RECORDS =
----------

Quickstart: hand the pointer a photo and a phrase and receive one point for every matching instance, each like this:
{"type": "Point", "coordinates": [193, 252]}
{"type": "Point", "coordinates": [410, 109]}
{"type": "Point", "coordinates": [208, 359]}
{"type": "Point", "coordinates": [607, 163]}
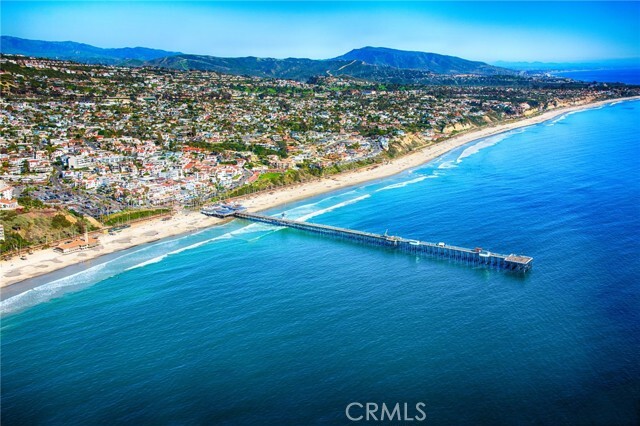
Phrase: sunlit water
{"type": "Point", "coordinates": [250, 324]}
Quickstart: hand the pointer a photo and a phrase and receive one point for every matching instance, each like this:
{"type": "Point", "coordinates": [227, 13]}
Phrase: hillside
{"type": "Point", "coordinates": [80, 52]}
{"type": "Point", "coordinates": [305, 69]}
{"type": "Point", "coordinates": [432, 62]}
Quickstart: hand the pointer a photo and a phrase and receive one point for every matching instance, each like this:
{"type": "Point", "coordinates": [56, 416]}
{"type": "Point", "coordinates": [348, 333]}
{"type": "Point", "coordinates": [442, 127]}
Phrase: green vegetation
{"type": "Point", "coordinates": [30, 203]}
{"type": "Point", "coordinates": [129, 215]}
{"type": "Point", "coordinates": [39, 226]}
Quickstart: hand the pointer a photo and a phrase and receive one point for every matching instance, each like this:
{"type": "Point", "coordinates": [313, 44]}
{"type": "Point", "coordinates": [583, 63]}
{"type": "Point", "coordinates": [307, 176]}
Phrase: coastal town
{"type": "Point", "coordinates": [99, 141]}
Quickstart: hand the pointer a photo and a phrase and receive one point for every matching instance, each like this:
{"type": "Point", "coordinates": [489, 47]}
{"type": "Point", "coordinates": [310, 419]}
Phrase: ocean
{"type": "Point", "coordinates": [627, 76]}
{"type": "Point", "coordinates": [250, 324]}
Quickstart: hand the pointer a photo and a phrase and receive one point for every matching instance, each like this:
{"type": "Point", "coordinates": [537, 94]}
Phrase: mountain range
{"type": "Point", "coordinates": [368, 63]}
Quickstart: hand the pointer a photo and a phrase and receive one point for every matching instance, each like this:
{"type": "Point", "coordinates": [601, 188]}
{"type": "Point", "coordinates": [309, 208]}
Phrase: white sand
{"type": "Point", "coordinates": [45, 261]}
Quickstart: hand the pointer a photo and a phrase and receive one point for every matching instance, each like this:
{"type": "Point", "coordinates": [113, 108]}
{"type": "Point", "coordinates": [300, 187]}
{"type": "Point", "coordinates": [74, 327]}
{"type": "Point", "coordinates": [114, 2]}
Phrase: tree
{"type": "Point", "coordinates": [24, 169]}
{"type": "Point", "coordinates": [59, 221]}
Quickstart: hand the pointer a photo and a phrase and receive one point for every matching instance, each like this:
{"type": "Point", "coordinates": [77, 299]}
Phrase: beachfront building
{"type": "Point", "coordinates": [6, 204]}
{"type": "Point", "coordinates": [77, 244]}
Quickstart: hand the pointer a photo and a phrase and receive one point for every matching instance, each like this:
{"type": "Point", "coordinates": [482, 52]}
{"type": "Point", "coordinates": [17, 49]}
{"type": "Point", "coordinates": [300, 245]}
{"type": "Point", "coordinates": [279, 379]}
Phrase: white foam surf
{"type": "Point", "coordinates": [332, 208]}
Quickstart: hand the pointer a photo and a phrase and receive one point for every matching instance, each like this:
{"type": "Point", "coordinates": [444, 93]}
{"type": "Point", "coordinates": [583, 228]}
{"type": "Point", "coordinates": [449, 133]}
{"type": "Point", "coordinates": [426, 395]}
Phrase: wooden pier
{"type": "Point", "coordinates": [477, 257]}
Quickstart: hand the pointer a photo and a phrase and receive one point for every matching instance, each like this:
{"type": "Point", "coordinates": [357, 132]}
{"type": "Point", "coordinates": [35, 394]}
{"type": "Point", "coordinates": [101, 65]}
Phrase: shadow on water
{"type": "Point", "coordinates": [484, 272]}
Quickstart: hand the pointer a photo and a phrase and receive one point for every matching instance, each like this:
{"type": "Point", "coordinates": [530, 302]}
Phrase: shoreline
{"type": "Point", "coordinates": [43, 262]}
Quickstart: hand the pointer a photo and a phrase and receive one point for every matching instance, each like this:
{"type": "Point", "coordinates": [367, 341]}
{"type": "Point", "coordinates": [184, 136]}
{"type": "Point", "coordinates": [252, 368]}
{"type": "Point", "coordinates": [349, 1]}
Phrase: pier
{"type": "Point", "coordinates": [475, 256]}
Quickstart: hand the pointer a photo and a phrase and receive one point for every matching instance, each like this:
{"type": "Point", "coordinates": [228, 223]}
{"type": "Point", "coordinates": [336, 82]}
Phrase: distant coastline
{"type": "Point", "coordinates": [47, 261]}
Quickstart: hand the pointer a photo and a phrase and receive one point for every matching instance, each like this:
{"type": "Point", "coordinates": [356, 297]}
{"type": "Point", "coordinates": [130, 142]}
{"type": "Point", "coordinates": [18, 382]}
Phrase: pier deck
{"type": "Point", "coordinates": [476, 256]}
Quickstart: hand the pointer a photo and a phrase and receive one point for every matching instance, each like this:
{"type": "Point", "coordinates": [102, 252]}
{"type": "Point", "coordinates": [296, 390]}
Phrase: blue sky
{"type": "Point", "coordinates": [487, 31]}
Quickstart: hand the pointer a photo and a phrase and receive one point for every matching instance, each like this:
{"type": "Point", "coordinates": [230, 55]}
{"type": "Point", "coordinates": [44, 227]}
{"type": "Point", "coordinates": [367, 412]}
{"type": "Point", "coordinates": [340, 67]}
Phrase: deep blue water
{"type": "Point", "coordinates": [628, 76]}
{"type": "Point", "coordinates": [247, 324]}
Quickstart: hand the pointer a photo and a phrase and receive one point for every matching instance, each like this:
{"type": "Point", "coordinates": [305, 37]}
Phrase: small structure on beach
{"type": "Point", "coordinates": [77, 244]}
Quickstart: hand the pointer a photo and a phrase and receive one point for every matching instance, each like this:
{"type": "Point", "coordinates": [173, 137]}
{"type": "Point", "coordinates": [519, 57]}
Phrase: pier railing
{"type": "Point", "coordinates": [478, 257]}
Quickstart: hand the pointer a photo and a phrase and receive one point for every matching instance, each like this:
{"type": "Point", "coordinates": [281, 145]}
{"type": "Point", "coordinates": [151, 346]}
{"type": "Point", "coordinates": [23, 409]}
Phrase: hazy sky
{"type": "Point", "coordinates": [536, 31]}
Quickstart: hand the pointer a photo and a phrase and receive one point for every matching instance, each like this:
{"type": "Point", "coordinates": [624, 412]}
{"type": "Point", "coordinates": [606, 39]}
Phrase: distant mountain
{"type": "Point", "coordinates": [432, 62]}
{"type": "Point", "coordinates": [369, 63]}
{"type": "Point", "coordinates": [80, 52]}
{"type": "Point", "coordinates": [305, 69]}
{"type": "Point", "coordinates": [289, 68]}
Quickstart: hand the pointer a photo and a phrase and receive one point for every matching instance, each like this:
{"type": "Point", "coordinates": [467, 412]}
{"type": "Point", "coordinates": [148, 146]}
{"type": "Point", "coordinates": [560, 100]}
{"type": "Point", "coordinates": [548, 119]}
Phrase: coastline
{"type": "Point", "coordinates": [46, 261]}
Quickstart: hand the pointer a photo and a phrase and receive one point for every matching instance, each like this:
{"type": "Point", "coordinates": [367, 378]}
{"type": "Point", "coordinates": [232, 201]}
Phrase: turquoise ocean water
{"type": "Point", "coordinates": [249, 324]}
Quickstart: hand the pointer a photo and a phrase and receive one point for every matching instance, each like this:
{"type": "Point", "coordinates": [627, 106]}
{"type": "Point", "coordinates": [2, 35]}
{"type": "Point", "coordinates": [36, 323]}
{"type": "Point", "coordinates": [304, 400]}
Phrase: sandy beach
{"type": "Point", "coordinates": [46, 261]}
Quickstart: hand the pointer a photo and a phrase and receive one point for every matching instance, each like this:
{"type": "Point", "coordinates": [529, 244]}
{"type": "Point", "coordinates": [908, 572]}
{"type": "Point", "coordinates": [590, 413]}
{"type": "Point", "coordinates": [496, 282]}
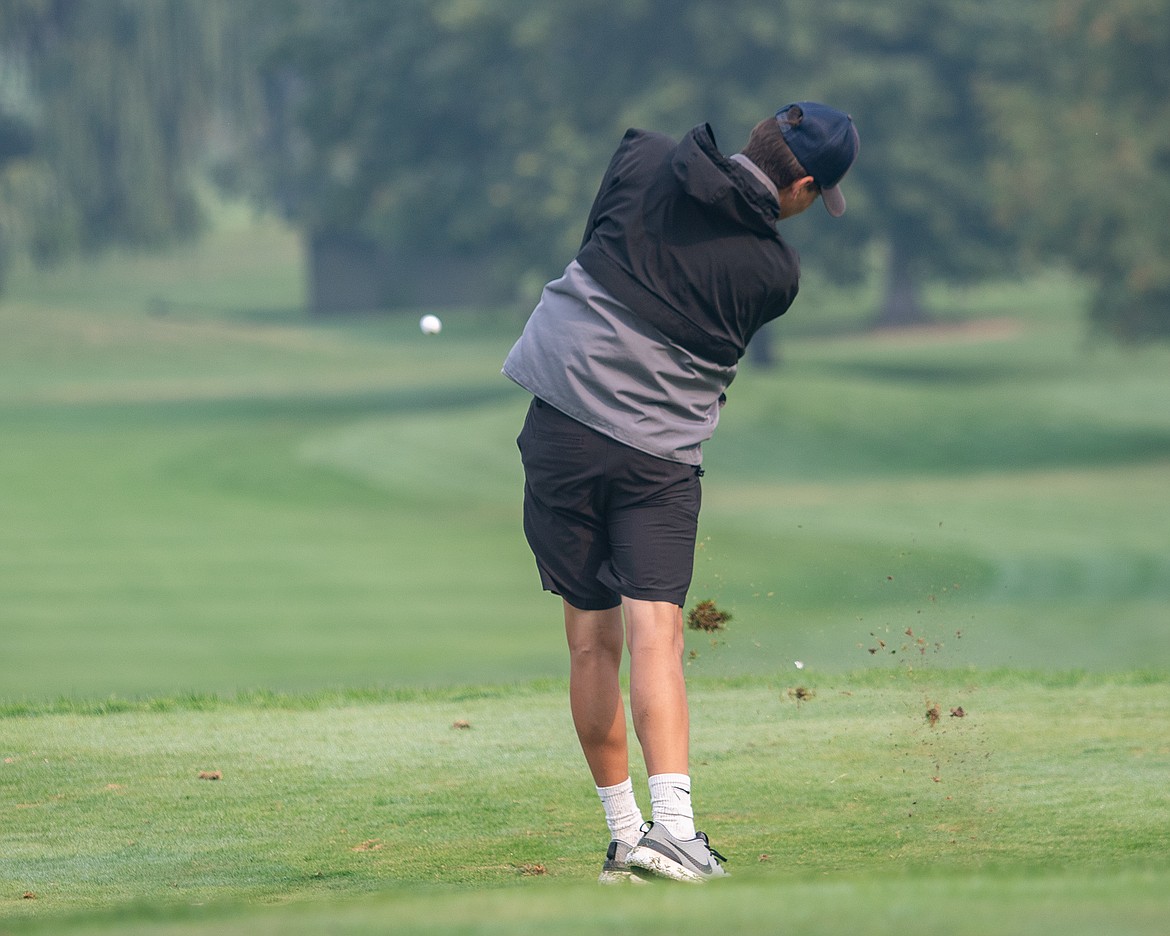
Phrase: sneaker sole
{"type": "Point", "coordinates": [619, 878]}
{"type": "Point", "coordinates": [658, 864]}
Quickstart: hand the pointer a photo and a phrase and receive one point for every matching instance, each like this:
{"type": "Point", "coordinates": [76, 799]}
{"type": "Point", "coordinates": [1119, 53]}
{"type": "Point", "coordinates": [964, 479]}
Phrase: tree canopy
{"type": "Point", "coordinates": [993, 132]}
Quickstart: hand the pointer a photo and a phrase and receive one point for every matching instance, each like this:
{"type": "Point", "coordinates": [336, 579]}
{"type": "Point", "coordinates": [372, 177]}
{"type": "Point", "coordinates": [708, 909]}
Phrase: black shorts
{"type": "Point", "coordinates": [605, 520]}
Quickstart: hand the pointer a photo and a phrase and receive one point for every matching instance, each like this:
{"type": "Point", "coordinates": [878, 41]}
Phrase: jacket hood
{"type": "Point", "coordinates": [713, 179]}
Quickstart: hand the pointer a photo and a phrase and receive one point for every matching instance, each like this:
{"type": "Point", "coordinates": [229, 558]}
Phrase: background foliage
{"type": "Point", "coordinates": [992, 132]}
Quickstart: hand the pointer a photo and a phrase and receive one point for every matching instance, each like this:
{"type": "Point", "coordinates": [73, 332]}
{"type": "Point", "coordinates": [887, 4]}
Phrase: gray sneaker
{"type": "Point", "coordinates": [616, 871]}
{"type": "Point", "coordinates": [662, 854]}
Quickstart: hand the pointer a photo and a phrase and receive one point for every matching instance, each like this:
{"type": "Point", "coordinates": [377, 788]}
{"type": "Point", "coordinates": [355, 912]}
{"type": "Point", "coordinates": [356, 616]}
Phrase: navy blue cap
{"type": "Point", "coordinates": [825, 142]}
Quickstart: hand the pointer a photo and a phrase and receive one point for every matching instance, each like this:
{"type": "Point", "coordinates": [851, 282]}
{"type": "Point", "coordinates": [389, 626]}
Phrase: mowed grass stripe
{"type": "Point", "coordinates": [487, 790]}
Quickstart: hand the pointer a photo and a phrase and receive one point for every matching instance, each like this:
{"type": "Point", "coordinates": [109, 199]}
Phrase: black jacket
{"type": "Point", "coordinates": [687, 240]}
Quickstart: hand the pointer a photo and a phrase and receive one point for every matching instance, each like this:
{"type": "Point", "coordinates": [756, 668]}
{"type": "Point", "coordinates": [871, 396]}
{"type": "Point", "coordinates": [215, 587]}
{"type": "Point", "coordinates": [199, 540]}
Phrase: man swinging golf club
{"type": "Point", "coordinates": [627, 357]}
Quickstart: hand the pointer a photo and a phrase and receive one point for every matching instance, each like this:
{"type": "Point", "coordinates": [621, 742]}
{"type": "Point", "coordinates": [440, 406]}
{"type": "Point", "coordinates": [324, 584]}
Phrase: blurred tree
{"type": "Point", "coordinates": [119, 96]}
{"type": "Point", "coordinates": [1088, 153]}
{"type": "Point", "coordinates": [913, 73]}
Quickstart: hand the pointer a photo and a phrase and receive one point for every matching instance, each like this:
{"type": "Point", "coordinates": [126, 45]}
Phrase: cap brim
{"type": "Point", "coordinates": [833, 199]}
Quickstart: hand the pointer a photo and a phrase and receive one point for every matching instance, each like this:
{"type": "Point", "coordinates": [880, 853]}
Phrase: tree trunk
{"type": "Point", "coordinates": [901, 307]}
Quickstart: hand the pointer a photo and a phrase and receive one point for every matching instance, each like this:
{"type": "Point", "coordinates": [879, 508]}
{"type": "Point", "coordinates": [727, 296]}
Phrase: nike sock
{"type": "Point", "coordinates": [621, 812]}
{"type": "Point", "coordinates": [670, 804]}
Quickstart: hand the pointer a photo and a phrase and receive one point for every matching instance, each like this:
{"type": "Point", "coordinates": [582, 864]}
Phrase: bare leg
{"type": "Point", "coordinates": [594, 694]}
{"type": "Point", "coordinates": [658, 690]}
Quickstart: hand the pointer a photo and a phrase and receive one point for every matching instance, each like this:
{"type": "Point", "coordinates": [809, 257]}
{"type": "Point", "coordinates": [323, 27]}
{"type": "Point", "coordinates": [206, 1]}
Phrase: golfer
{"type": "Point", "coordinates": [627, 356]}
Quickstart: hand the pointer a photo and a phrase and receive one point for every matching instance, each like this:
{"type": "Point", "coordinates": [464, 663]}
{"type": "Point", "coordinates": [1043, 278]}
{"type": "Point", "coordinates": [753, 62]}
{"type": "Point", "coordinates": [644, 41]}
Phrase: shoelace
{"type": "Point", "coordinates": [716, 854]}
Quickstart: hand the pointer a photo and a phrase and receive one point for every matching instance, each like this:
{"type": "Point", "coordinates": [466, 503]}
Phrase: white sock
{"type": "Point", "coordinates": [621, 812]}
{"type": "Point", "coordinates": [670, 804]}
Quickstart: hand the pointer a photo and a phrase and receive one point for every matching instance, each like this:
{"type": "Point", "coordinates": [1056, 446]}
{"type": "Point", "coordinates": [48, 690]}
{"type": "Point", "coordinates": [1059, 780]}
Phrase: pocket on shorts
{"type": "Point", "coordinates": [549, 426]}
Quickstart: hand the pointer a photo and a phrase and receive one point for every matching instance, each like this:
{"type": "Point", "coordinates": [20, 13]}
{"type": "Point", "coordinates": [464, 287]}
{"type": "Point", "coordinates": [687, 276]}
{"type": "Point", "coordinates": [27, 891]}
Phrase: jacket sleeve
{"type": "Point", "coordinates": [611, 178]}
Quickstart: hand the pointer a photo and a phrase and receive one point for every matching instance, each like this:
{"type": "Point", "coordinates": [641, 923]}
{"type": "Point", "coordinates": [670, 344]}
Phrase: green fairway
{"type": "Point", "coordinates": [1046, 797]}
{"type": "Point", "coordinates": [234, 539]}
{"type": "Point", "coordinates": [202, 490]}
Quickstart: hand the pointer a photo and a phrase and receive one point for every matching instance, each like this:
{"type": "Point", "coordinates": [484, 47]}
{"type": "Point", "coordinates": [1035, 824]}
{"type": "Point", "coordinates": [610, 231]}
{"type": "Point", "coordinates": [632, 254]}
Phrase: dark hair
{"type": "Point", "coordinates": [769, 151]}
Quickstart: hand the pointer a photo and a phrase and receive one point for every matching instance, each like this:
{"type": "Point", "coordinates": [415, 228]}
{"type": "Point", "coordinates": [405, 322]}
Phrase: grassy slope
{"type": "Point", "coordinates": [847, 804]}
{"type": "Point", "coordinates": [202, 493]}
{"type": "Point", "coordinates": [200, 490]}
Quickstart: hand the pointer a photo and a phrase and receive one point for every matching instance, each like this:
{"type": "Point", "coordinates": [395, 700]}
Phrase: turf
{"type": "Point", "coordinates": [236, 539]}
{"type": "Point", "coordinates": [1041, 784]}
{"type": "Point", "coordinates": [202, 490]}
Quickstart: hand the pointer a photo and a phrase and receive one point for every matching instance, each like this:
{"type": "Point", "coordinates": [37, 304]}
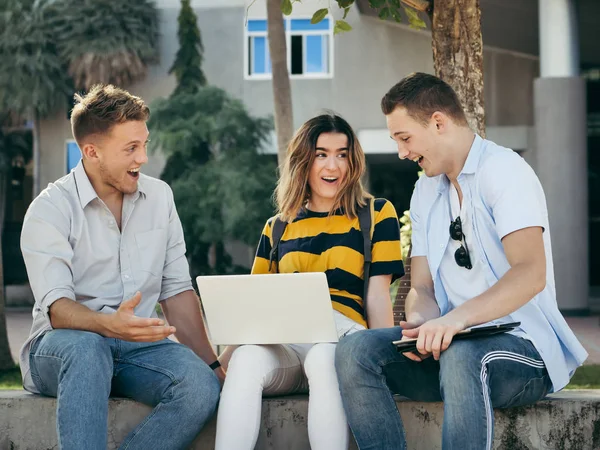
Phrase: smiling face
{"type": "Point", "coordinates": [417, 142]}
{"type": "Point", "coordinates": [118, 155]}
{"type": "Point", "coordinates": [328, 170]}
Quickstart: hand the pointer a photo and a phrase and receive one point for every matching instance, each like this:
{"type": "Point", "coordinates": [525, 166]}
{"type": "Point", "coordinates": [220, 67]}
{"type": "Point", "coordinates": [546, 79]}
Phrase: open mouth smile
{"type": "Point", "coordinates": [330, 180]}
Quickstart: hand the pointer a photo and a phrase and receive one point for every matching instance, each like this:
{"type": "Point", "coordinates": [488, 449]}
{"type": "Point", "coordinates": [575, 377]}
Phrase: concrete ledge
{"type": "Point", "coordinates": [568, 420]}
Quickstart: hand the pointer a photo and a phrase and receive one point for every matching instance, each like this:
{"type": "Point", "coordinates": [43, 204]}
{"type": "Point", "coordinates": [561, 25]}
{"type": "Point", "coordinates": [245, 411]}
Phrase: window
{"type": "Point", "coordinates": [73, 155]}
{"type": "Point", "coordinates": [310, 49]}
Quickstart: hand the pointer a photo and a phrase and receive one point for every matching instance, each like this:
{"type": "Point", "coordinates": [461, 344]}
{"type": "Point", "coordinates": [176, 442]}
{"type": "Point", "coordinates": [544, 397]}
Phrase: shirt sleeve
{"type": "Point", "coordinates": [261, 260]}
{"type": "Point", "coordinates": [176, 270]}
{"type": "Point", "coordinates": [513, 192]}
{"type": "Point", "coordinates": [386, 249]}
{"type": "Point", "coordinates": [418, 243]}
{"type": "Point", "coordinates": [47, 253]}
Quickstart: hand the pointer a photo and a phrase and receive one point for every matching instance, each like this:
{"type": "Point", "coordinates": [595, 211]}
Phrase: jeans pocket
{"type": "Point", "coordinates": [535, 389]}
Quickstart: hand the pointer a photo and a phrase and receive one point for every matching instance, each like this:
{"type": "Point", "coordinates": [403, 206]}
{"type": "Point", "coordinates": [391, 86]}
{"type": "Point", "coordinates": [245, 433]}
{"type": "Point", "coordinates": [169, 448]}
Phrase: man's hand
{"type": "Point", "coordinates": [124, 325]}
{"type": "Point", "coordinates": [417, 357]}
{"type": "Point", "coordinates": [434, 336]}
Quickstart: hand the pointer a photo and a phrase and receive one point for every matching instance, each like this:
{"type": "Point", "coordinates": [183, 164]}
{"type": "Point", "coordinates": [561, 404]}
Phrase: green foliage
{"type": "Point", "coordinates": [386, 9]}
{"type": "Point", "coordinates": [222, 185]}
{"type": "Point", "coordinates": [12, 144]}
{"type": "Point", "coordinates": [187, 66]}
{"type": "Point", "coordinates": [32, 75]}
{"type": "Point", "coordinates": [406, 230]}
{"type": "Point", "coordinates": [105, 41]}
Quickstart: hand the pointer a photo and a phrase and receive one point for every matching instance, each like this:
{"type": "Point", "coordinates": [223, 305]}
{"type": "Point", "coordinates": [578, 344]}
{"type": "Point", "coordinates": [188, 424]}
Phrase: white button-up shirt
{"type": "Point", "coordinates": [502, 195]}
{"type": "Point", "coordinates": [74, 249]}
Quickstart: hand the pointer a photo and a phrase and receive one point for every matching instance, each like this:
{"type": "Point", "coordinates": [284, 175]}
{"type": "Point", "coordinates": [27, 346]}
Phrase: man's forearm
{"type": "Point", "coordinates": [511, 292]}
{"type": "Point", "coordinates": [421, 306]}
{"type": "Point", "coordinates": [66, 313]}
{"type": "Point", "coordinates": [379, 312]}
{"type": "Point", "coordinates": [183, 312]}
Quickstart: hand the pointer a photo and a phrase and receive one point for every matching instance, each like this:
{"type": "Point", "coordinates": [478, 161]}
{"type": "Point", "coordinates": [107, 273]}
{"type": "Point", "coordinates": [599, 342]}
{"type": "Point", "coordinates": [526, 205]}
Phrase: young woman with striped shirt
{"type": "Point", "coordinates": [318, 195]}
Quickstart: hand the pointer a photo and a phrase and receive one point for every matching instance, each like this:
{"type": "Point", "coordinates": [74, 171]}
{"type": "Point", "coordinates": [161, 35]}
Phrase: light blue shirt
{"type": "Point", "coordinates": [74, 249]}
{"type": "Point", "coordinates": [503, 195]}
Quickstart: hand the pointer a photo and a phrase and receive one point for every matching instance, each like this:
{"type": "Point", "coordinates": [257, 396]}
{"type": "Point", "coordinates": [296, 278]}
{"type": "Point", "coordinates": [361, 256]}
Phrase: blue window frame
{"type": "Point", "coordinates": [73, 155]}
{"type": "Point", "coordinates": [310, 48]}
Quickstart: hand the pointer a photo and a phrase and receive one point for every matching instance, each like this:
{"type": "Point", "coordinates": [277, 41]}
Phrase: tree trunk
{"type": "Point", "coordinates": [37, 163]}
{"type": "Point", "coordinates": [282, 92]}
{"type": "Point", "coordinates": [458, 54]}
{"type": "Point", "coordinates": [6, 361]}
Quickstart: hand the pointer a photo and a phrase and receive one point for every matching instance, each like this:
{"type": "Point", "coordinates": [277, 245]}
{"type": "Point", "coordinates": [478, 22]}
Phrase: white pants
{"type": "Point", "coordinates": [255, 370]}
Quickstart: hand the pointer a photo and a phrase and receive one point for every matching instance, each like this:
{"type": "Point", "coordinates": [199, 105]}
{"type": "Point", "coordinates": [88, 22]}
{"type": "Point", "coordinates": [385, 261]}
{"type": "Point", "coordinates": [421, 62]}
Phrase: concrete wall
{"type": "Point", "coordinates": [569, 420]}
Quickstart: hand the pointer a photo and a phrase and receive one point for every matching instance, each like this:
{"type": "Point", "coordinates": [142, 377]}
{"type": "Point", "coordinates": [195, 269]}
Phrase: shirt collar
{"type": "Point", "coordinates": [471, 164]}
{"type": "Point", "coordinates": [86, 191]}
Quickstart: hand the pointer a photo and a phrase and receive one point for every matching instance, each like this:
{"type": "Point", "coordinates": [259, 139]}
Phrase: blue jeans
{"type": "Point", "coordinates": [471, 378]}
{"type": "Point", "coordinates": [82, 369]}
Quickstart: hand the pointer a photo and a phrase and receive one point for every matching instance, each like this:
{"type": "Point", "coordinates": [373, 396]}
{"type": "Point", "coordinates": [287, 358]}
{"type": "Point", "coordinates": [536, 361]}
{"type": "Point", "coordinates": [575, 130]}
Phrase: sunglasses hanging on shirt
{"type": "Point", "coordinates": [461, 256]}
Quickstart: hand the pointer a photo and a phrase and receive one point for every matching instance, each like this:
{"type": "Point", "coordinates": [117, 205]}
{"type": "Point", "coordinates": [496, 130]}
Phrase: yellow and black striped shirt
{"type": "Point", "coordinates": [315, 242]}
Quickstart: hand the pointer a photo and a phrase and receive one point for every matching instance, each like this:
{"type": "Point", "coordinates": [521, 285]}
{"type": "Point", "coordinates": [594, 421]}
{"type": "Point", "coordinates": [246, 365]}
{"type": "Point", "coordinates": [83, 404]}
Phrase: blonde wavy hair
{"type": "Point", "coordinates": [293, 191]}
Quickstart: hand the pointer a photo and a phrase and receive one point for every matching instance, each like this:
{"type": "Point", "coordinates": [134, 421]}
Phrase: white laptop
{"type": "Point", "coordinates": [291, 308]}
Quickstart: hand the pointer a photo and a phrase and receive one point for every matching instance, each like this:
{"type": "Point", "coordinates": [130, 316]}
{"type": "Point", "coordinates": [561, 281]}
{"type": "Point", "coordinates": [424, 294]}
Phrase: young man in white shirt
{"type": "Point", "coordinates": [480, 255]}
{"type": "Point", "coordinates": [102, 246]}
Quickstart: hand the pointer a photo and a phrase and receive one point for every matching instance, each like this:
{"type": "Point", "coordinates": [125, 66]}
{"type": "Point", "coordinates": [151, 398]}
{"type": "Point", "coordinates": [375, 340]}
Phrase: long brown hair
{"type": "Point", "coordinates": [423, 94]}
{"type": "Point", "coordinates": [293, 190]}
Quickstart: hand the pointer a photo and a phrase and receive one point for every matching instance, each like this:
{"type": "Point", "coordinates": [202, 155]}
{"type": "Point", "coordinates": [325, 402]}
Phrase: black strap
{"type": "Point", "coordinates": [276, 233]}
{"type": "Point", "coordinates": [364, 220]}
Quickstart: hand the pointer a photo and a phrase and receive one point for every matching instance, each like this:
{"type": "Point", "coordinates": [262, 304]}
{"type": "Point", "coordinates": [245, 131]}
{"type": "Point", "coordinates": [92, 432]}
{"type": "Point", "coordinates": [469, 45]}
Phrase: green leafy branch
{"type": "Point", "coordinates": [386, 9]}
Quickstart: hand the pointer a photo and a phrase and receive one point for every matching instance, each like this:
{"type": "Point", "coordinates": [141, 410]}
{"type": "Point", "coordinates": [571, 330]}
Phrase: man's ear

----------

WHAT IS EXPECTED =
Count the lines in the entries above that contain the word "striped", treating case as significant, and reply with the number only.

SOLUTION =
2